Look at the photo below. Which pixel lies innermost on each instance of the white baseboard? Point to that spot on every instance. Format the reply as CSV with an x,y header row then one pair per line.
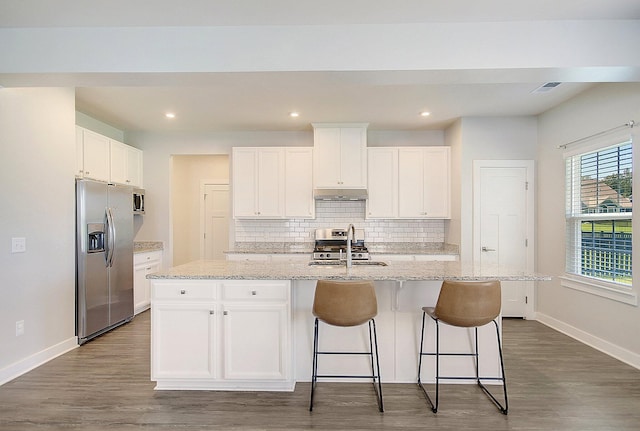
x,y
624,355
29,363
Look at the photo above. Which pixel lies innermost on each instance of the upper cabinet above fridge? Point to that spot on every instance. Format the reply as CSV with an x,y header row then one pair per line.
x,y
340,155
101,158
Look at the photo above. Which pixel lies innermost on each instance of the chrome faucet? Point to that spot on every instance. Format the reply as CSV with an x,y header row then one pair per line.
x,y
351,236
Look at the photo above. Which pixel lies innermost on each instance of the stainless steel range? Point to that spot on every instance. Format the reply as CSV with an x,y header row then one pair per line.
x,y
331,244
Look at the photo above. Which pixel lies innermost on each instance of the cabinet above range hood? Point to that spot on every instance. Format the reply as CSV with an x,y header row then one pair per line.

+ + + +

WHAT TO DO:
Starting at the line containing "of the upper" and ending at the last of the items, change "innermost" to "most central" and write out those lines again with nothing else altered.

TASK ANSWER:
Look at the photo above. Which pixel lies most central on each instance of the upper cabinet above fridge? Point to that spot on every instance. Format the reply as CSV with an x,y header row then one pair per line.
x,y
340,155
101,158
Look at the photo above. Which pixel lies most central on each instance of the chrome faucet? Point to that spot on every instance. Format the reply as CSV with an x,y header row then one pair per line.
x,y
351,236
Look at the photo above. Which pixel lies most central on each instance of the stainless steel range? Point to that spot on every instance. Format the reply as CSV with an x,y header row then one pair per line.
x,y
331,244
Look at the photo above. Which pixel lies most central on each instance of the cabinet above range hood? Point to that spot on every instance. Format the reply as CSV with an x,y header row then one pair per line.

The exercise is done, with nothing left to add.